======== PAGE EXTRACT ========

Prince Carlos of Bourbon-Parma, Duke of Parma and Piacenza (born 27 January 1970) is the current head of the House of Bourbon-Parma, as well a member of the Dutch Royal Family. He is the claimant to the defunct throne of the extinct Duchy of Parma. In addition, he is considered by some a contested pretender to the Carlist claim to the throne of Spain under the name Carlos Javier I (English: Charles Xavier I). In 2016 Carlos told the Spanish press that, while (like his father in 2005) he "does not abandon" his claim to the throne, it is "not a priority" in his life, and he "will not dispute" [no planteo pleito] the legitimacy of King Felipe VI. Since 15 May 1996 he has been part of the enlarged Dutch royal family with the title – conferred on him by the Queen of the Netherlands – of "Prince de Bourbon de Parme" in the Dutch nobility.

Early life

Carlos was born in Nijmegen in the Netherlands as the eldest child of Carlos Hugo, Duke of Parma, and Princess Irene of the Netherlands. He has two younger sisters, Princess Margarita and Princess Carolina, and a younger brother, Prince Jaime. He was baptized in the Catholic faith on 10 February 1970 by Archbishop Marcel Lefebvre. Carlos spent his youth in several countries including the Netherlands, Spain, France, England, and the United States. In 1981, when he was eleven, his parents divorced. Together with his mother and his siblings he then moved to Soestdijk Palace (Baarn) in the Netherlands. He lived at the palace for a number of years with his grandparents, Queen Juliana of the Netherlands and Prince Bernhard of the Netherlands.

========

SHORT TASK 1 – Name every country where Carlos spent his youth, according to the biography of Prince Carlos of Bourbon-Parma.
SHORT TASK 2 – Write the next part of the biography of Prince Carlos of Bourbon-Parma, beginning after its final sentence.

======== ENTRIES PROVIDED ========

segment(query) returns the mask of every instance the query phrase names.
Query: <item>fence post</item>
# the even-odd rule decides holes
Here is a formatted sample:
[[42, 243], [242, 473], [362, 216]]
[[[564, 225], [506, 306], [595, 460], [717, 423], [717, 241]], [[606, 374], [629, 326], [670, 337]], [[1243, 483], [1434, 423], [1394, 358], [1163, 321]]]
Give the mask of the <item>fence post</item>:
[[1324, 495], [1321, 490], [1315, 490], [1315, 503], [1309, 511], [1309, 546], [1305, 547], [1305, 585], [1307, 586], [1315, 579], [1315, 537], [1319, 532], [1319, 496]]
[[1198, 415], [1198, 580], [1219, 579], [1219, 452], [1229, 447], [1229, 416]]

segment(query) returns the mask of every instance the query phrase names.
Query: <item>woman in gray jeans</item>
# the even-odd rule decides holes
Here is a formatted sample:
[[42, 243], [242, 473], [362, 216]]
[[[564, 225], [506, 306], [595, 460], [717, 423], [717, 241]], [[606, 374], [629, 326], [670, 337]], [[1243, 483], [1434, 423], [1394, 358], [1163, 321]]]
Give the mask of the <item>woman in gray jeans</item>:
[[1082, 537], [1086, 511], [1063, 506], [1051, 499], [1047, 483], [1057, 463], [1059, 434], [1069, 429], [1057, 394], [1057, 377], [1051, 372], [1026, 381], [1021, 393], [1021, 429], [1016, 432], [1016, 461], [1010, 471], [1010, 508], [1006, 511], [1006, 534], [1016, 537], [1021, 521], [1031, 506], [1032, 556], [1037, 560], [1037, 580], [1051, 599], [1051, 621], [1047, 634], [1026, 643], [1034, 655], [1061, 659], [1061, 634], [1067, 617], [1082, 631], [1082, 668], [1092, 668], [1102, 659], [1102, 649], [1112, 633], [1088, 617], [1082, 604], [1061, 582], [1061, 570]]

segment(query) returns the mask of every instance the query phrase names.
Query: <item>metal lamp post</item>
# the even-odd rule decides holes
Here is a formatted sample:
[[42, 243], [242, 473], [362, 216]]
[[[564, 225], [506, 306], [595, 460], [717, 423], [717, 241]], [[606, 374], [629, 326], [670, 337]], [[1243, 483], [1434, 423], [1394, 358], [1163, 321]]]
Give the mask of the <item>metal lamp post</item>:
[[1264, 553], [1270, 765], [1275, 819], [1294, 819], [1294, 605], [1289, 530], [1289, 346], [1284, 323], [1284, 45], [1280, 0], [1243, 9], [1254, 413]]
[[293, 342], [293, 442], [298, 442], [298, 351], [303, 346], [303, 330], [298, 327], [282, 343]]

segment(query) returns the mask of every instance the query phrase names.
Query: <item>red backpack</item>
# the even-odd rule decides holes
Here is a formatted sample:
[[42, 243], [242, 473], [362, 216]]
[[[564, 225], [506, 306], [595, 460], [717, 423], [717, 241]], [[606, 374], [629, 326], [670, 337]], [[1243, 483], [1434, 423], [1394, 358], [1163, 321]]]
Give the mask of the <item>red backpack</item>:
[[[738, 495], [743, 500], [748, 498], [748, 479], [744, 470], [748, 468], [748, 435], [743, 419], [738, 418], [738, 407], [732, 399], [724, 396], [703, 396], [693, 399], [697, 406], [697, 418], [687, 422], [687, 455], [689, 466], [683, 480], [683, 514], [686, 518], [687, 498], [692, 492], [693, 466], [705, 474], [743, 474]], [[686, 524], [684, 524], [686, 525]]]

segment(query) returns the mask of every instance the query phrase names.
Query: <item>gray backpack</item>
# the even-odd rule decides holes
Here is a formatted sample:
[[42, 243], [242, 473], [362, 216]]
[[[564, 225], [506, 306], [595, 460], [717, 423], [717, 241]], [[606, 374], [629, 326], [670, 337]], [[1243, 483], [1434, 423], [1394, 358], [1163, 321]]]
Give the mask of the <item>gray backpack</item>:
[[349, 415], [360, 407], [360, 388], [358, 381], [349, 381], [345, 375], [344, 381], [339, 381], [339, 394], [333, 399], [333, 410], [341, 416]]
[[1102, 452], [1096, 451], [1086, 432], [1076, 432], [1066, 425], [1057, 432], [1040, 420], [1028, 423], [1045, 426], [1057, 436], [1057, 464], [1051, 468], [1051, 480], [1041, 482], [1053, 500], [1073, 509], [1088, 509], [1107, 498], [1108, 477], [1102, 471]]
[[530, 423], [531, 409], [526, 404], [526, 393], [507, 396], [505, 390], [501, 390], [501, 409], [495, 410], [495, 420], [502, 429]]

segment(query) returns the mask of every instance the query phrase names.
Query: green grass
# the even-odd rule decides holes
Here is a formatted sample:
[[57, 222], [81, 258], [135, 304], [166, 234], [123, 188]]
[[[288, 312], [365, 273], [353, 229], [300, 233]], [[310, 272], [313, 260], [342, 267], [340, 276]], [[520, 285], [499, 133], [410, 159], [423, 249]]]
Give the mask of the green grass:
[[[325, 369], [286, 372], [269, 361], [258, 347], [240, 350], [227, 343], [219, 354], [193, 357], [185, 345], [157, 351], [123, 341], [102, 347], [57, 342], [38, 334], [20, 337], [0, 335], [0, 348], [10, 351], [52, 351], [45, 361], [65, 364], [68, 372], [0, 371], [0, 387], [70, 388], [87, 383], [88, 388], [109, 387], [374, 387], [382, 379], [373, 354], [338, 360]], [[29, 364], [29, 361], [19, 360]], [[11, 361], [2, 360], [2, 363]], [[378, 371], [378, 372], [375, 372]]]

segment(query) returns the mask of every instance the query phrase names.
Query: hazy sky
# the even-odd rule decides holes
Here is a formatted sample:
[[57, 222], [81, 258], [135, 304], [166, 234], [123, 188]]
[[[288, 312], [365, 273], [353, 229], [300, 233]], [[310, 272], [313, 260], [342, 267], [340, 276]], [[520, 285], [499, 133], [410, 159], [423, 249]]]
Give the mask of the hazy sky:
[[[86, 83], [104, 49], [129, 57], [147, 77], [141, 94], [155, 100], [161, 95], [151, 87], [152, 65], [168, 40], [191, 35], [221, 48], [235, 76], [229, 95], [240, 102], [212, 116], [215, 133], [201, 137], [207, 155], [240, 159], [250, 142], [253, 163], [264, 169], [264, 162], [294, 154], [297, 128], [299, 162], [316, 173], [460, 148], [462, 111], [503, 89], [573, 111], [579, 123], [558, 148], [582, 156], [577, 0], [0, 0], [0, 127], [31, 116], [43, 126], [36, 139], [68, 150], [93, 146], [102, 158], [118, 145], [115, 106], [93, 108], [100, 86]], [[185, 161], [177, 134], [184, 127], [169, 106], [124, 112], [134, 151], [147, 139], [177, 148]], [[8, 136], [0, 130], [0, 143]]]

========

WRITTEN RESPONSE 1 – The Netherlands, Spain, France, England, and the United States.

WRITTEN RESPONSE 2 –
Education and career
Carlos studied political science at Wesleyan University in Connecticut and demography and philosophy at Cambridge University in England.

After completing his studies Carlos worked for the company ABN AMRO in Amsterdam, where he was involved with preparations for the introduction of the euro. He then worked for a period in Brussels as a public affairs consultant for the company European Public Policy Advisors (EPPA). Since 2007 he has been engaged in projects concerning sustainability in the business world.

Dutch royal house
Carlos is sometimes present at representative occasions concerning the royal house of the Netherlands. In 2003 he was involved, together with his aunt, Queen Beatrix, in the inauguration of the "Prince Claus Leerstoel", a professorship named after the Queen's husband, Prince Claus. During special events of the royal house he is regularly present. For example, he was one of the organizers of the wedding celebration of Prince Constantijn and Princess Laurentien.

Personal life

Relationship with Brigitte Klynstra and son
Prince Carlos had a relationship with Brigitte Klynstra (born 10 January 1959), the stepdaughter of Count Adolph Roderik van Rechteren Limpurg. During this relationship he fathered a son:

 Carlos Hugo Roderik Sybren Klynstra (born 20 January 1997 in Nijmegen).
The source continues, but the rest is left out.